▸ WORK INSTRUCTIONS
Copy out all the entries exactly.

GIVEN RECORDS start

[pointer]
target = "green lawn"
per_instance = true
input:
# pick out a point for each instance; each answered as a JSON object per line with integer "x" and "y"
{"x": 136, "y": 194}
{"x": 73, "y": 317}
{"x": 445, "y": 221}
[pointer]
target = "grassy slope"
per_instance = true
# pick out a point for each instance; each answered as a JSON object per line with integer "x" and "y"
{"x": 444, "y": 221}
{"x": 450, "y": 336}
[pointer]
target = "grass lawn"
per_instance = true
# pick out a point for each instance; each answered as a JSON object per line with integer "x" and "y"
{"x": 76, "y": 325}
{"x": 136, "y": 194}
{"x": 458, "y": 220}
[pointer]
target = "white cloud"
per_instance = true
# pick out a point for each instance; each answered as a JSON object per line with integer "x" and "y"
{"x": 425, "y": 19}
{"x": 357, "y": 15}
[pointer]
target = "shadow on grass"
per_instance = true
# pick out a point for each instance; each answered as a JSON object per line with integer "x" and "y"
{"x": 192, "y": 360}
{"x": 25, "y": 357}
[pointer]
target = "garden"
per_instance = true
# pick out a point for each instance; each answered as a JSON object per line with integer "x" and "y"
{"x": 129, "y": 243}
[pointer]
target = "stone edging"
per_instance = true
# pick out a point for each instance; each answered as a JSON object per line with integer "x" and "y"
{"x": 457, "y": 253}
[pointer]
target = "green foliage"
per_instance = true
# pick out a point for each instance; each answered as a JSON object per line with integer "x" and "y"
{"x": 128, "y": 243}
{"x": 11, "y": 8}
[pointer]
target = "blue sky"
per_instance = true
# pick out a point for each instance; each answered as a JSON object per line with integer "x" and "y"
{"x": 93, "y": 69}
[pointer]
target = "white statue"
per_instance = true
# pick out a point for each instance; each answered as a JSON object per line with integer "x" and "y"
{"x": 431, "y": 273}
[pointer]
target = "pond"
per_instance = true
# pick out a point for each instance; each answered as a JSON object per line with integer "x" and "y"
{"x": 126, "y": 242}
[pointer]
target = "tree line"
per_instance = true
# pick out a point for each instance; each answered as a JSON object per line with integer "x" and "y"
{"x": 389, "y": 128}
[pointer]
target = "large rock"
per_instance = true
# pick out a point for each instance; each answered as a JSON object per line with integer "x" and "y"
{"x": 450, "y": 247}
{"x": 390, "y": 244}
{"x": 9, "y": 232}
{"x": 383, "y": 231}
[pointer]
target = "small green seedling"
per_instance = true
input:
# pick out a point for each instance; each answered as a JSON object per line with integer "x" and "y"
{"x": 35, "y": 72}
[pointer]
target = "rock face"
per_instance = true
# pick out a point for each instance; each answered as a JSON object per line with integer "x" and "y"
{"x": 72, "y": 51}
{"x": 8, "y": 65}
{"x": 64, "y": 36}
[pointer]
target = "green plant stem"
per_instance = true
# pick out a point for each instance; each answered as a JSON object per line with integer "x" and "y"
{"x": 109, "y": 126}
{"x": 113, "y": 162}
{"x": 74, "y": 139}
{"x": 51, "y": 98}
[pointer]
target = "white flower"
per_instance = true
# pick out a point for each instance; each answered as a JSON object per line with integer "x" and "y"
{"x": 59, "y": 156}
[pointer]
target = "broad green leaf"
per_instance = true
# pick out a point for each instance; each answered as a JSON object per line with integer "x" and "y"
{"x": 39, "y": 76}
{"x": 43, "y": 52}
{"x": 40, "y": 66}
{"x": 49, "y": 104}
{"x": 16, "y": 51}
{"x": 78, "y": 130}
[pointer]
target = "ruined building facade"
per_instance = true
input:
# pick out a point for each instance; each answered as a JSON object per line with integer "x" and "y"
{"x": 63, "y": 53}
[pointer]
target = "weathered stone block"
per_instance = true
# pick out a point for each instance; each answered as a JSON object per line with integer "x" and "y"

GIVEN RECORDS end

▸ SOLUTION TO THIS EXERCISE
[pointer]
target = "green lawn"
per_instance = true
input:
# pick out a point for each instance; each answered as a JSON object per line with integer "x" and "y"
{"x": 136, "y": 194}
{"x": 73, "y": 317}
{"x": 445, "y": 221}
[pointer]
target = "grassy slope"
per_instance = true
# pick out a point for each instance; each answered as a JSON object per line with integer "x" and "y"
{"x": 444, "y": 221}
{"x": 450, "y": 336}
[pointer]
target = "grass lawn"
per_instance = true
# pick out a point for each instance; each answered as a JSON object per line with integer "x" and "y"
{"x": 76, "y": 325}
{"x": 136, "y": 194}
{"x": 458, "y": 220}
[pointer]
target = "white cloud"
per_instance = true
# pick out a point for each instance; each answered as a JSON object per line with integer "x" and "y"
{"x": 425, "y": 19}
{"x": 357, "y": 15}
[pointer]
target = "shadow on grass"
per_instance = true
# pick out a point for each instance; each answered as a JSON object per line with integer "x" and "y"
{"x": 192, "y": 360}
{"x": 25, "y": 357}
[pointer]
target = "garden"
per_instance = true
# pick out a point for each instance; each answered as a JSON object per line with integer "x" and "y"
{"x": 129, "y": 243}
[pointer]
target = "stone edging"
per_instance = true
# pick out a point for each instance; each answered as a JSON object per line with integer "x" and "y"
{"x": 457, "y": 253}
[pointer]
target = "green foliage"
per_instance = true
# pick out a point for each instance; each answered as a JSON object per line with integer "x" and "y"
{"x": 128, "y": 243}
{"x": 11, "y": 8}
[pointer]
target = "blue sky"
per_instance = true
# pick out a point for each instance; each answered as a JSON object per line with integer "x" and "y"
{"x": 93, "y": 69}
[pointer]
target = "white statue"
per_instance = true
# pick out a point for each instance; each answered as a JSON object per line with integer "x" and "y"
{"x": 431, "y": 273}
[pointer]
target = "pond"
per_instance = true
# pick out a point for each instance; each answered as a JSON object per line with integer "x" and "y"
{"x": 126, "y": 242}
[pointer]
target = "tree line"
per_instance = true
# pick out a point for each instance; each answered as a JSON object per line with integer "x" and "y"
{"x": 389, "y": 128}
[pointer]
target = "large rock"
per_instance = true
# pick out a point for each instance; each answered as a JSON object per line with integer "x" and "y"
{"x": 450, "y": 247}
{"x": 390, "y": 244}
{"x": 9, "y": 232}
{"x": 383, "y": 231}
[pointer]
target = "small green seedling"
per_instance = true
input:
# pick out a point for each instance; each answered as a JSON object per line with integer "x" and "y"
{"x": 35, "y": 72}
[pointer]
target = "rock face"
per_instance = true
# pick out a point for each instance; each answered as a JSON object per line with integer "x" and "y"
{"x": 72, "y": 51}
{"x": 8, "y": 65}
{"x": 64, "y": 36}
[pointer]
target = "green plant stem"
per_instance = true
# pick out a point for each instance; each answered as a JSON object per line with integer "x" and "y"
{"x": 109, "y": 126}
{"x": 113, "y": 162}
{"x": 74, "y": 139}
{"x": 51, "y": 98}
[pointer]
target = "white flower"
per_instance = true
# pick out a point for each instance; each answered as a JSON object per line with integer "x" and "y"
{"x": 59, "y": 156}
[pointer]
target = "broad green leaf"
per_instance = true
# pick out a point for each instance; each answered as a JSON object per line with integer "x" and "y"
{"x": 39, "y": 76}
{"x": 43, "y": 52}
{"x": 40, "y": 66}
{"x": 49, "y": 104}
{"x": 16, "y": 51}
{"x": 78, "y": 130}
[pointer]
target = "ruined building facade"
per_instance = true
input:
# pick out a point for each instance; each answered as a JSON object per line with integer "x" and "y"
{"x": 63, "y": 53}
[pointer]
target = "weathered stone block"
per_instance = true
# pick out a point for each instance; each answered as a JSON object per line with integer "x" and "y"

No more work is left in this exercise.